## Start Text passage

To: msmith@atrad.adelaide.edu.au (Michael Smith)
Date: Thu, 10 Apr 1997 17:25:40 +0900 (KST)
Cc: chat@FreeBSD.ORG (FreeBSD Chat)
Organisation: 	LEMIS, Schellnhausen 2, 36325 Feldatal, Germany
Phone: +49-6637-919123
Fax: +49-6637-919122
Reply-to: grog@lemis.de (Greg Lehey)
WWW-Home-Page: http://www.FreeBSD.org/~grog
X-Mailer: ELM [version 2.4ME+ PL28 (25)]
MIME-Version: 1.0
Content-Type: text/plain; charset=US-ASCII
Content-Transfer-Encoding: 7bit
Sender: owner-chat@FreeBSD.ORG
X-Loop: FreeBSD.org
Precedence: bulk

Michael Smith writes:
> grog@lemis.de stands accused of saying:
>>
>> We did some examination and found that the port of Informix on A
>> performs 21729 system calls to insert 5000 records into a table.  Of
>> these, 21403 calls are to semsys.  B performs approximately half this
>> number of calls, equally split (what a surprise) between send() and
>> recv(): although it's System V.4, it has a native sockets
>> implementation.
>>
>> I'm obviously following this up with Informix and vendor A, but I'd be
>> interested if anybody here had a view with a different bias.  Do
>> semaphores have to be so much less efficient, or could this just be a
>> poor semxxx() implementation on A?
>
> I don't think it's that the semaphores are less efficient, but that there
> is more semaphore activity required to transfer the given data.

Sure, there's that.

> At a guess, a record transaction with semaphores goes something like :
>
>  writer puts data in shared memory area, raises 'data is there' semaphore.
>  reader wakes on semaphore, raises 'I am busy with your data' semaphore
>  reader finishes with data, lowers 'I am busy with your data' semaphore
>  writer wakes on semaphore, repeat.
>
> That's 4 system calls for a single transaction.

## End Text passage

• **Objective 1**
Repeat the passage of the email message between "Sure, there's that." and "a single transaction.", inclusive.

## Start Data lines

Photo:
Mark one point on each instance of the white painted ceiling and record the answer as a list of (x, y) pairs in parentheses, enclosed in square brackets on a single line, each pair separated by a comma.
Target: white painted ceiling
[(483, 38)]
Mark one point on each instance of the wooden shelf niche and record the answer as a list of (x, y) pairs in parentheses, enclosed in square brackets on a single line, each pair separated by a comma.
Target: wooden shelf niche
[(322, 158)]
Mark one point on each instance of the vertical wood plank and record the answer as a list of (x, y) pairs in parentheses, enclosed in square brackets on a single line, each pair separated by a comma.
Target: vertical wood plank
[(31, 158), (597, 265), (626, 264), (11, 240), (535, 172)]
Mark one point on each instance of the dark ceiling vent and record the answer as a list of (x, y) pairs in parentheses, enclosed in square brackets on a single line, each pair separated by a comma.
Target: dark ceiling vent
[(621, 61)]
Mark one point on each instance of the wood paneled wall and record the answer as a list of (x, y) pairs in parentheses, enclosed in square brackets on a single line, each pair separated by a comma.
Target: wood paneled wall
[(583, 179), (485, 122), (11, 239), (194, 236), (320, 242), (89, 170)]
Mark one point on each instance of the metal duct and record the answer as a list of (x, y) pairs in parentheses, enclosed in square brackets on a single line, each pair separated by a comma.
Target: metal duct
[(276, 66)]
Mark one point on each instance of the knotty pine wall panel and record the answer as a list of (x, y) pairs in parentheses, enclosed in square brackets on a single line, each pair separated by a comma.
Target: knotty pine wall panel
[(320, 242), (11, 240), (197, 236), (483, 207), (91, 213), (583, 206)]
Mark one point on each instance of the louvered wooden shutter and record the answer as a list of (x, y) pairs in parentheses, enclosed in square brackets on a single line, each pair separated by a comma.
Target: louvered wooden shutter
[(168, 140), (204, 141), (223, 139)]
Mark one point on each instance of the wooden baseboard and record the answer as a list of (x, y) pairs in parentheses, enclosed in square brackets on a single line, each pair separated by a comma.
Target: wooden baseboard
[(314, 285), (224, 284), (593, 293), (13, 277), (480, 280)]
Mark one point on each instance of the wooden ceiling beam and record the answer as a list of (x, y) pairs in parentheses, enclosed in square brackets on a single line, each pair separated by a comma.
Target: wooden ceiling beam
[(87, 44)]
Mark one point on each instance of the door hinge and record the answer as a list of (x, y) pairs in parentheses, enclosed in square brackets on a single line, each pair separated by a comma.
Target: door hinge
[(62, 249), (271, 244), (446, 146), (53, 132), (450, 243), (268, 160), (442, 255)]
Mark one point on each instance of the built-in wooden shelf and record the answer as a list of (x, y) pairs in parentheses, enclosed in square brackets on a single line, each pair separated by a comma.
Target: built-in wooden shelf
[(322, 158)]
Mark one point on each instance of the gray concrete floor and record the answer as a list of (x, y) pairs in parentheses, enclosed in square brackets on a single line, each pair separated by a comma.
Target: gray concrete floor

## End Data lines

• **Objective 2**
In the data entries, swap "painted ceiling" for "plaster ceiling" in the lines between the start of the entries and the line holding "[(31, 158), (597, 265), (626, 264), (11, 240), (535, 172)]", inclusive. Return only those lines, with everything else left unchanged.

• **Correct output 1**
Sure, there's that.

> At a guess, a record transaction with semaphores goes something like :
>
>  writer puts data in shared memory area, raises 'data is there' semaphore.
>  reader wakes on semaphore, raises 'I am busy with your data' semaphore
>  reader finishes with data, lowers 'I am busy with your data' semaphore
>  writer wakes on semaphore, repeat.
>
> That's 4 system calls for a single transaction.

• **Correct output 2**
Photo:
Mark one point on each instance of the white plaster ceiling and record the answer as a list of (x, y) pairs in parentheses, enclosed in square brackets on a single line, each pair separated by a comma.
Target: white plaster ceiling
[(483, 38)]
Mark one point on each instance of the wooden shelf niche and record the answer as a list of (x, y) pairs in parentheses, enclosed in square brackets on a single line, each pair separated by a comma.
Target: wooden shelf niche
[(322, 158)]
Mark one point on each instance of the vertical wood plank and record the answer as a list of (x, y) pairs in parentheses, enclosed in square brackets on a single line, each pair separated by a comma.
Target: vertical wood plank
[(31, 158), (597, 265), (626, 264), (11, 240), (535, 172)]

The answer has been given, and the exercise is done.